[DESCRIPTION OF THE TASK] Word for word, restate the entries that follow.

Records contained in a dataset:
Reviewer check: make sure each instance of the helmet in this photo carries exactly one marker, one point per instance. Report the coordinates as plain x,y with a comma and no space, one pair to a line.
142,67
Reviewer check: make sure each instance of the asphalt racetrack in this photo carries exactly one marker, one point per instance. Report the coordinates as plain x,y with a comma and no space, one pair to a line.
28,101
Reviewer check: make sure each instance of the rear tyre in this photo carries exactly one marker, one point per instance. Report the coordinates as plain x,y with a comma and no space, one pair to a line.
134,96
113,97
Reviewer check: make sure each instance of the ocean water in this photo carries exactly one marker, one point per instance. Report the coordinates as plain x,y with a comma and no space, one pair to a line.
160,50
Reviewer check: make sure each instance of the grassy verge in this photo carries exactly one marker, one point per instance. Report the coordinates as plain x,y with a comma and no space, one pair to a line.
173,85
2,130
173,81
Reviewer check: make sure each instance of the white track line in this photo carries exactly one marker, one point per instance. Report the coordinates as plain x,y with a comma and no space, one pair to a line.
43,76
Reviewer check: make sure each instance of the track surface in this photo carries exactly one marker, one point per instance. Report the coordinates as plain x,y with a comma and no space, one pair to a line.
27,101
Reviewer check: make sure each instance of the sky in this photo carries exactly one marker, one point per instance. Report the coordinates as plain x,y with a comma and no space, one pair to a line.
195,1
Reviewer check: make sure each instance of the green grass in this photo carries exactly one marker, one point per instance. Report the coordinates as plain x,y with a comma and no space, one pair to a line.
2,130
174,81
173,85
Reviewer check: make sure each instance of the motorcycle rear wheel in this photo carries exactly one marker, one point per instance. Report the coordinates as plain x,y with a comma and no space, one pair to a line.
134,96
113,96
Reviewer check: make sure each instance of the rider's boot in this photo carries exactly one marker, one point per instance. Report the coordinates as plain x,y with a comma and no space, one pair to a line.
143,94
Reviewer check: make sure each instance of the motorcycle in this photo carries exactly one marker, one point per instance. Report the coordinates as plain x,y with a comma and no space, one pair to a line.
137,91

[ANSWER BOX]
Reviewer check: make sure each instance of the helmet in this photo carries exactly one marker, one point per instance. Report the coordinates as plain x,y with a comma and no space, one pair to a line.
142,67
Reviewer check: make sure each instance of the asphalt racetrack in this photo carries exactly one marker, one point per instance. Report the coordinates as plain x,y with a comma and no space, one pair to a line.
28,101
Reviewer check: make sure each instance of the rear tyre in this photo carries exactly one marker, one point per instance. Report the coordinates as plain x,y with a comma and no space, one pair to a line.
134,96
113,97
Reviewer check: make sure each instance of the ocean water in this photo carries exactly one marker, one point per instance. Report the coordinates as plain x,y with a comma and no space, one pair to a line.
160,50
Reviewer check: make sure each instance of the grassy verge in this photo carries exactly one marker, one point per instance. Report the coordinates as plain x,y with a comma and no space, one pair to a line.
173,85
2,130
173,81
Reviewer check: make sure each instance of the white track line in this photo carries exactly one marker, one point per instance. Report the coordinates as plain x,y with a comma and no space, one pair to a line.
43,76
Reviewer check: make sure each instance of the track surface in this photo carries exactly one marker, one point per instance. Report the coordinates as plain x,y with a comma and no space, one pair to a line.
27,101
Reviewer check: make sure each instance of the sky in this photo carries exactly one marker, one point per instance. Report the coordinates as plain x,y with a comma and no space, one pair to a line.
195,1
Reviewer check: make sure each instance of the green grass in this photo carries exactly one marker, one point per instance. Report the coordinates as plain x,y with a comma and no space, one pair to a line.
2,130
174,81
173,85
Reviewer check: make sure each instance of the motorcycle rear wheel in this photo carries exactly one marker, one point per instance. Report the coordinates as plain x,y with a comma and no space, one pair to a line.
134,96
113,96
Reviewer check: make sure each instance of the rider's boot in this photo carries exactly one marker, one point per instance. Report the coordinates as plain x,y with a comma and no space, one pair to a line.
143,94
Reviewer check: make sure each instance of the motorcycle in this photo carries exactly one marker, one point per instance. Report the coordinates as plain x,y with a comma and no space, one pair to a line.
137,91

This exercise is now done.